• **EXCERTO DO DOCUMENTO**:
⁂

Conversámos no intervalos dos trabalhos, que também envolvem uma serra eléctrica. «Lara vai entregar a tese, o Ivan e o Gonçalo já se formaram, a Diana é do meu ano», continuam os Artures. «Oficinas são sempre uma boa ideia, há tanta coisa que não damos nas aulas.» Mas o objectivo também é outro, é «ensinar a pescar», como diz o ditado.

O Colectivo Zás foi o responsável pela colocação de bancos de madeira em paragens de autocarro da cidade, à revelia das autoridades. Uma acção do chamado urbanismo de guerrilha, para chamar a atenção para o desenho da cidade e planeamento e usufruto do espaço público. Ivan Brito pousa a serra e faz uma pausa para se sentar connosco junto à bancada. É o bracarense que nos conta a história que começou, há cerca de um ano, com Lara Reis, Gonçalo Santos, Diana Altino, Gabriela Vasconcelos, Bárbara Angelo, Frederico Ribeiro e os Artures. São eles que compõem o círculo de amigos que pensa e quer fazer pensar a cidade.

⁂

• **REGISTOS LISTADOS**:

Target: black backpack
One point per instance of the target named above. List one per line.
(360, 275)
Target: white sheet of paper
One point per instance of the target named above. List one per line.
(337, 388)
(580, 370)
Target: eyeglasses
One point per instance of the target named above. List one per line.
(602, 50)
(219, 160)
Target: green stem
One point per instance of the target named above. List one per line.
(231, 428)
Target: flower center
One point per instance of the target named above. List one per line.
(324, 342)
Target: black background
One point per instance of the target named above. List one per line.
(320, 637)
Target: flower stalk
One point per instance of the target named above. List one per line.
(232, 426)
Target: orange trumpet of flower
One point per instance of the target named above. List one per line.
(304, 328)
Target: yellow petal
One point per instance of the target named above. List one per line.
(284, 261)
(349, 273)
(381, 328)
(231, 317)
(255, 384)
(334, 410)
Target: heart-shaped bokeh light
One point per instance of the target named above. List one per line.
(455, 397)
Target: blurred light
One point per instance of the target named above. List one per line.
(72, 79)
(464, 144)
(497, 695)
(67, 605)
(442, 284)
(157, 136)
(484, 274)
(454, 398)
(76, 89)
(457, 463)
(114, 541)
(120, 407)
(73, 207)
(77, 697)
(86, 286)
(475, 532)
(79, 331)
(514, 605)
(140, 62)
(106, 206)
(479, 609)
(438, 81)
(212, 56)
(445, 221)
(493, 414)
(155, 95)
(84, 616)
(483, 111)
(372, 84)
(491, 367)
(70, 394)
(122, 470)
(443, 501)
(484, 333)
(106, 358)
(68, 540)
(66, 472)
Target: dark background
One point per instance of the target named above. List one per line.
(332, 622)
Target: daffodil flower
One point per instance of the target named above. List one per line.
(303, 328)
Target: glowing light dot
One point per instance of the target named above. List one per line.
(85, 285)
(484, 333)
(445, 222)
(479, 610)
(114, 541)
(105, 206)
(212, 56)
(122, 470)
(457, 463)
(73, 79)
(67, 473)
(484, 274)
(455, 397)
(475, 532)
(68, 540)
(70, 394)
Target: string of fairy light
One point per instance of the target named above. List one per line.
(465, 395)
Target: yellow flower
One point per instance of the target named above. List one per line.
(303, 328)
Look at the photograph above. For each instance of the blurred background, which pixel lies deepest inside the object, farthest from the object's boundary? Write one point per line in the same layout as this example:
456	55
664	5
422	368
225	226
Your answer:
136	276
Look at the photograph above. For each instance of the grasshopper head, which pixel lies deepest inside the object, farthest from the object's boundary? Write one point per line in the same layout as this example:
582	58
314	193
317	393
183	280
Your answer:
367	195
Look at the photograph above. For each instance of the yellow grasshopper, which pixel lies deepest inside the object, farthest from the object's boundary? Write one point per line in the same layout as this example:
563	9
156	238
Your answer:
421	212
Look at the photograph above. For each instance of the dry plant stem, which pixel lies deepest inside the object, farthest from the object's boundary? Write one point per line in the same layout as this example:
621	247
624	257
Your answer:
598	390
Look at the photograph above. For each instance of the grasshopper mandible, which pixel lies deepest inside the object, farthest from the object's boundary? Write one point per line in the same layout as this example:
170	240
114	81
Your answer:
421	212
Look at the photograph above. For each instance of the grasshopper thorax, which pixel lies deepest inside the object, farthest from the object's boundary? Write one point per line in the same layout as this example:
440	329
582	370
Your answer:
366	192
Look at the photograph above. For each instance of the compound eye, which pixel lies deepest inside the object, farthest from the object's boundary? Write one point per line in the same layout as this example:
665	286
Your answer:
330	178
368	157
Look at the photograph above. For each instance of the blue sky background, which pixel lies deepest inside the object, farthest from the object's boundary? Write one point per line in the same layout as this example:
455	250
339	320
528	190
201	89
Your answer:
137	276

⁂

• **AS SUAS TAREFAS**:
1 – Resuma em duas frases o excerto sobre o Colectivo Zás.
2 – Reproduza o trecho do excerto sobre o Colectivo Zás que vai de "Conversámos no intervalos" até "diz o ditado.".
Os registos são material à parte e não dependem do excerto.

• **TAREFAS RESOLVIDAS**:
1 – O Colectivo Zás, um círculo de amigos que pensa e quer fazer pensar a cidade, colocou bancos de madeira em paragens de autocarro à revelia das autoridades, numa ação de urbanismo de guerrilha sobre o desenho da cidade e o espaço público. Segundo Ivan Brito, a história começou há cerca de um ano, e os membros consideram as oficinas uma boa ideia por tratarem do que não se dá nas aulas, com o propósito também de «ensinar a pescar».

2 –
Conversámos no intervalos dos trabalhos, que também envolvem uma serra eléctrica. «Lara vai entregar a tese, o Ivan e o Gonçalo já se formaram, a Diana é do meu ano», continuam os Artures. «Oficinas são sempre uma boa ideia, há tanta coisa que não damos nas aulas.» Mas o objectivo também é outro, é «ensinar a pescar», como diz o ditado.